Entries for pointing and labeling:
>> START

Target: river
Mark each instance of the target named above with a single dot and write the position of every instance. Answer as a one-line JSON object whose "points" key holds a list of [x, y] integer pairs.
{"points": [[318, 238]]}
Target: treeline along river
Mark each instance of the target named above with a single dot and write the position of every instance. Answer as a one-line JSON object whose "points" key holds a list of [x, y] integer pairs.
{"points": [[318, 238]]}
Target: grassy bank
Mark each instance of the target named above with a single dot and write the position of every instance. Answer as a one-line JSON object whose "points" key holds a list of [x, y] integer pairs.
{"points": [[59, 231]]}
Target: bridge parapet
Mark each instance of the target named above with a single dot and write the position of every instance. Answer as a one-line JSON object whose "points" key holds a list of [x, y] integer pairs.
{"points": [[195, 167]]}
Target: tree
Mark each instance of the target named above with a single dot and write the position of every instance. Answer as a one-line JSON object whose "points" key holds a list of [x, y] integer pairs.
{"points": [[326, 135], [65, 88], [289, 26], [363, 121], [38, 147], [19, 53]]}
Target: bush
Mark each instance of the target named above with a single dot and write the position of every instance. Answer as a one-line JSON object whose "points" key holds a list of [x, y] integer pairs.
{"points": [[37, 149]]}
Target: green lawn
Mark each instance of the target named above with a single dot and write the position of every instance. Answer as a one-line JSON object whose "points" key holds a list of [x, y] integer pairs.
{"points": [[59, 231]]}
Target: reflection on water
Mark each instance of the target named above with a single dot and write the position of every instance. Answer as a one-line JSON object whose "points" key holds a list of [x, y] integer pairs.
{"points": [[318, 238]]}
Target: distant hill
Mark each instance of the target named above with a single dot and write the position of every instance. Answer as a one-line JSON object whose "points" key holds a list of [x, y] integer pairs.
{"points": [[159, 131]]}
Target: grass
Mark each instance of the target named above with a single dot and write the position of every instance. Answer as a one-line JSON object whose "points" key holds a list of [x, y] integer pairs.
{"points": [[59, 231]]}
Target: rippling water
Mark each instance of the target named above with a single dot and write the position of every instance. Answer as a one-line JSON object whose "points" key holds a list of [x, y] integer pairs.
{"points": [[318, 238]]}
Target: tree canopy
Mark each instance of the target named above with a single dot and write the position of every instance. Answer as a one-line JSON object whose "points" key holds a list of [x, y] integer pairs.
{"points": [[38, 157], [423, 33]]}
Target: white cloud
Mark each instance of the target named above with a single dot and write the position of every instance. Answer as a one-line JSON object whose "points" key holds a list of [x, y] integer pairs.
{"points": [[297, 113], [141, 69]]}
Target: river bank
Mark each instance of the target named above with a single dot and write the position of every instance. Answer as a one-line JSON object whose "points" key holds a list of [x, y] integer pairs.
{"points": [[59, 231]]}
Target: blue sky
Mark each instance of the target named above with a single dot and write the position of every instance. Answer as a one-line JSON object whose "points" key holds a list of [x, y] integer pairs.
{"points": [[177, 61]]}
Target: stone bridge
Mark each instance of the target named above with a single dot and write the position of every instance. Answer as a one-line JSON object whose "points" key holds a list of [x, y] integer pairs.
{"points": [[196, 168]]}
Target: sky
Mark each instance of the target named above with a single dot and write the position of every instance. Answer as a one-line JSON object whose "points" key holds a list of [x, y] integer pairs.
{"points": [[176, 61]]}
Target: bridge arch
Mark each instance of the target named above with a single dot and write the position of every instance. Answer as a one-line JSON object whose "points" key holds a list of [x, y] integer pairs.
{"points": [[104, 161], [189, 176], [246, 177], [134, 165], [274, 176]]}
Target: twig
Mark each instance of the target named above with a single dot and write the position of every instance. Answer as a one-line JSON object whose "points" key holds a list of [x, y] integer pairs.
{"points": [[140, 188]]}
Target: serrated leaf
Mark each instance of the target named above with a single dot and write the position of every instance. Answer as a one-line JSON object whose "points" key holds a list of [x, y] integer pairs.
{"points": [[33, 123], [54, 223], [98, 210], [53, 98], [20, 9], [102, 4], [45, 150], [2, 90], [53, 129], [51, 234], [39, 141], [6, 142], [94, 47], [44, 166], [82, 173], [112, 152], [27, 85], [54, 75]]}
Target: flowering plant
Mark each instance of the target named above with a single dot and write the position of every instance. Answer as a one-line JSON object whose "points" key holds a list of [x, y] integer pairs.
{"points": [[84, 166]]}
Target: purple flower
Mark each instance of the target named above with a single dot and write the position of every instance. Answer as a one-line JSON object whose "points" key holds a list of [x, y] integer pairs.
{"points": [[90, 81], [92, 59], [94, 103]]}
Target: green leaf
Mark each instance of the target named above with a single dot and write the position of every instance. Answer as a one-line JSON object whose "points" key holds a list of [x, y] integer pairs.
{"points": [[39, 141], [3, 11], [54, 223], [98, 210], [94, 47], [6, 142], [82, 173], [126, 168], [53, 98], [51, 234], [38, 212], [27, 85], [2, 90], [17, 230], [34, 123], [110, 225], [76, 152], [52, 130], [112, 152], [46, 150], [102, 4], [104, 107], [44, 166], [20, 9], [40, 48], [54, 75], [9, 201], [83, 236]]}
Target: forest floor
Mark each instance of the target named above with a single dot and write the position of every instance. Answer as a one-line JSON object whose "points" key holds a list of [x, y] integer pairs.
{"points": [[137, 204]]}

>> END

GIVEN REQUEST:
Retype every one of the lines above, character for character.

TASK ANSWER:
Target: river
Mark each instance of the target named above with a single dot and write the position of every instance. Answer as a one-line JSON object whose "points" key holds a list of [x, y] integer pairs.
{"points": [[318, 238]]}
Target: treeline along river
Mark each instance of the target named above with a single dot and write the position of every instance. Answer as a one-line JSON object whose "points" key holds a list of [x, y] integer pairs.
{"points": [[318, 238]]}
Target: grassy bank
Mark each instance of the target named above with a single dot and write the position of every instance. Answer as a one-line JSON object whose "points" key holds a list of [x, y] integer pairs.
{"points": [[59, 231]]}
Target: bridge parapet
Mark each instance of the target named above with a single dot and write the position of every instance. Answer as a one-line JSON object whose "points" key holds a list of [x, y] integer pairs.
{"points": [[195, 167]]}
Target: tree
Mark each instance of the target named above with a single dot and write the position of every instance. Answer as a one-line JSON object whose "points" key holds a list of [x, y] integer pairs.
{"points": [[326, 135], [65, 88], [289, 26], [363, 121], [38, 147], [19, 53]]}
Target: bush
Mark each instance of the target named above with a single dot and write the position of every instance. Answer as a one-line JSON object whose "points" key holds a list of [x, y] integer pairs.
{"points": [[37, 149]]}
Target: green lawn
Mark each instance of the target named above with a single dot and write the position of every instance. Answer as a one-line JSON object whose "points" key holds a list of [x, y] integer pairs.
{"points": [[59, 231]]}
Target: reflection on water
Mark each instance of the target named above with a single dot and write the position of every instance. Answer as a one-line JSON object whose "points" key holds a list of [x, y] integer pairs.
{"points": [[318, 238]]}
Target: distant hill
Mark each instance of the target named above with a single dot and write the position of every instance. Answer as a one-line JSON object whose "points" key holds a list of [x, y] integer pairs.
{"points": [[159, 131]]}
Target: grass
Mark each instance of the target named above with a single dot and write the position of every instance. Answer as a one-line JSON object whose "points" key holds a list of [x, y] integer pairs.
{"points": [[59, 231]]}
Target: rippling water
Mark each instance of the target named above with a single dot and write the position of every instance. Answer as a one-line JSON object whose "points" key holds a list of [x, y] integer pairs.
{"points": [[318, 238]]}
Target: tree canopy
Mark each instance of the target named above with a single dot and write the position of every instance. Answer as a one-line JSON object whose "points" key holds a list of [x, y] integer pairs.
{"points": [[38, 157], [423, 33]]}
Target: white cloud
Mark each instance of the target named above with a single dot and write the position of every instance. Answer as a one-line JSON object whose "points" key holds a list of [x, y] integer pairs.
{"points": [[297, 113], [141, 69]]}
Target: river bank
Mark each instance of the target named above with a single dot and write the position of every instance. Answer as a one-line JSON object whose "points" key holds a list of [x, y] integer pairs.
{"points": [[59, 231]]}
Target: blue sky
Mark each instance of the target named above with a single dot and write the position of every instance. Answer as a one-line JSON object whose "points" key holds a list of [x, y] integer pairs.
{"points": [[177, 61]]}
Target: stone bridge
Mark each instance of the target named above with a single dot and write the position of every instance. Answer as a one-line JSON object whose "points" key holds a list of [x, y] integer pairs.
{"points": [[196, 168]]}
Target: sky
Mark each instance of the target named above with a single dot and write the position of every instance. Answer as a one-line JSON object whose "points" key holds a list of [x, y] integer pairs.
{"points": [[176, 61]]}
Target: bridge arch
Mark each instance of the target named above with a single dot and write the position of every instance. Answer as a one-line JSON object whose "points" key holds a list of [x, y] integer pairs.
{"points": [[104, 161], [189, 176], [246, 177], [134, 165], [274, 176]]}
Target: twig
Mark each instance of the target named above with a single dot and write the position of every instance. Answer as a one-line JSON object whose "points" key holds a list of [x, y] integer pairs.
{"points": [[140, 188]]}
Target: serrated leaf
Mark each instance of the target named above with a single dot and write the position of every instance. Answer as a one-line JSON object whose "points" key holds a list of [x, y] integer pairs.
{"points": [[33, 123], [54, 223], [98, 210], [53, 98], [20, 9], [102, 4], [45, 150], [2, 90], [53, 129], [51, 234], [39, 141], [6, 142], [94, 47], [44, 166], [82, 173], [112, 152], [27, 85], [54, 75]]}
Target: flowering plant
Mark each instance of the target named above with a single dot and write the position of every instance. Answer as a one-line JSON object whose "points" key holds a list of [x, y] integer pairs.
{"points": [[84, 166]]}
Target: purple flower
Mark each instance of the target named above with a single dot and write the position of every instance. Answer as a one-line JSON object whose "points" key holds a list of [x, y] integer pairs.
{"points": [[90, 81], [92, 59], [94, 103]]}
Target: green leaf
Mark each instance of the target named above with a single dot and write the position of every instance. Answer as a one-line JSON object whose "points" key holds a list of [x, y] integer pairs.
{"points": [[39, 141], [3, 11], [54, 223], [98, 210], [94, 47], [6, 142], [82, 173], [126, 168], [53, 98], [51, 234], [38, 212], [27, 85], [2, 90], [17, 230], [34, 123], [110, 225], [76, 152], [52, 130], [112, 152], [46, 150], [102, 4], [104, 107], [44, 166], [20, 9], [40, 48], [54, 75], [9, 201], [83, 236]]}
Target: forest floor
Mark each instance of the target named above with a single dot and write the position of every instance. Answer as a one-line JSON object whose "points" key holds a list of [x, y] integer pairs.
{"points": [[137, 204]]}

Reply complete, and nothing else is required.